→ **Tasks to carry out**:
a) In the text on blended learning at CUNY below, what do these three questions have as answers?
(i) What minimum share of a course's instruction must be held online for it to count as blended?
(ii) Which two terms does the editor's note call interchangeable?
(iii) For many neophyte online teachers, what is experimenting with a blended learning environment preferable to?
b) Which lines of the records below contain the word "feather"? Locate each one and copy it in full, treating case as significant.

CUNY SEES INCREASED DEVELOPMENT OF BLENDED LEARNING ENVIRONMENTS AS IT ADOPTS ONLINE EDUCATION

The adoption of blended learning environments in higher education (defined here as courses that have at least one-third of its instruction held online and the rest held in a traditional, face-to-face mode), or "hybrids," as they are often called, can be considered a natural evolution of educational technology.

Editor’s note: The terms blended and hybrid used in this article are interchangeable.

As uses of Web-based technology in higher education become widespread, more instructors are beginning to see how online elements can actually enhance teaching, as well as student learning outcomes. For many neophyte online teachers, in particular, experimenting with a blended learning environment is preferable to making a complete switch over to offering their classes fully online.

→ **Provided information**:
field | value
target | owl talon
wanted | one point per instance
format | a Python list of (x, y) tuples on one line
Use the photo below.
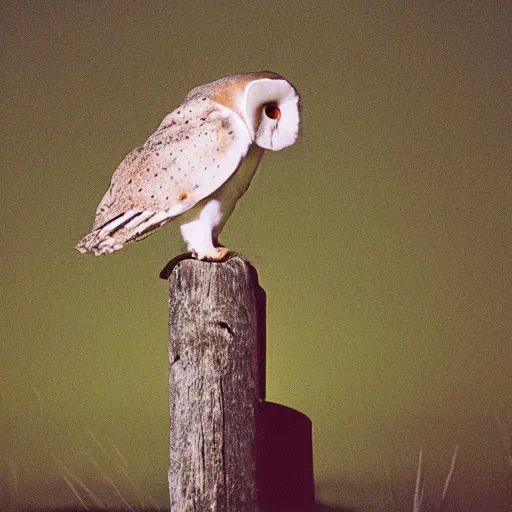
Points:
[(216, 254)]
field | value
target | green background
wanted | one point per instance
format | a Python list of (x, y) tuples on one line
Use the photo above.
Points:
[(382, 239)]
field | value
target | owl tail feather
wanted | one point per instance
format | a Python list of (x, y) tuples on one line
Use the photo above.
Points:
[(112, 236)]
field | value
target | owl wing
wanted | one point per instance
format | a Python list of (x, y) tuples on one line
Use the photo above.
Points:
[(194, 151)]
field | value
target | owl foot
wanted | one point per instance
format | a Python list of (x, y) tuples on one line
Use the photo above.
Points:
[(214, 254)]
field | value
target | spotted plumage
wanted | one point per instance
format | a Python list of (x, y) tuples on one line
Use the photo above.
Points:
[(197, 164)]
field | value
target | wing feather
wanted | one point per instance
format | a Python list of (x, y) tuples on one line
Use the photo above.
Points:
[(196, 149)]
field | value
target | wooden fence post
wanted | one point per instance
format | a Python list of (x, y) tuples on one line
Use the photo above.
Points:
[(214, 385), (230, 451)]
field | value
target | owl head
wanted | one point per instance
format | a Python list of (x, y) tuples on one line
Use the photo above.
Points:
[(268, 104)]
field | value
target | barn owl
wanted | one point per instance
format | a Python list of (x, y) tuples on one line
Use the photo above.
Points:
[(197, 164)]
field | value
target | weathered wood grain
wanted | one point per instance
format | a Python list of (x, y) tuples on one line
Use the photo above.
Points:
[(216, 352)]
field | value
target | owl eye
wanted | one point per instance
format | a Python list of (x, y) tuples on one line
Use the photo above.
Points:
[(272, 112)]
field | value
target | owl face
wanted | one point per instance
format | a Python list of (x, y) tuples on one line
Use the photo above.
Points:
[(268, 104)]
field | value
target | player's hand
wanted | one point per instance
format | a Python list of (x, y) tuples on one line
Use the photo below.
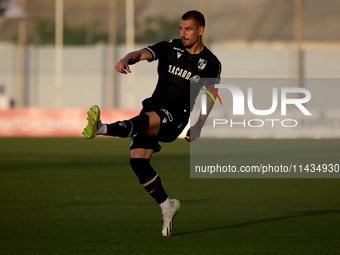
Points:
[(123, 67), (193, 133)]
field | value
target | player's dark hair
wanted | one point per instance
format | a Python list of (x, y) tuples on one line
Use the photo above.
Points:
[(196, 16)]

→ **Written answers**:
a)
(i) At least one-third.
(ii) Blended and hybrid.
(iii) Making a complete switch over to offering their classes fully online.

b)
target | owl tail feather
target | wing feather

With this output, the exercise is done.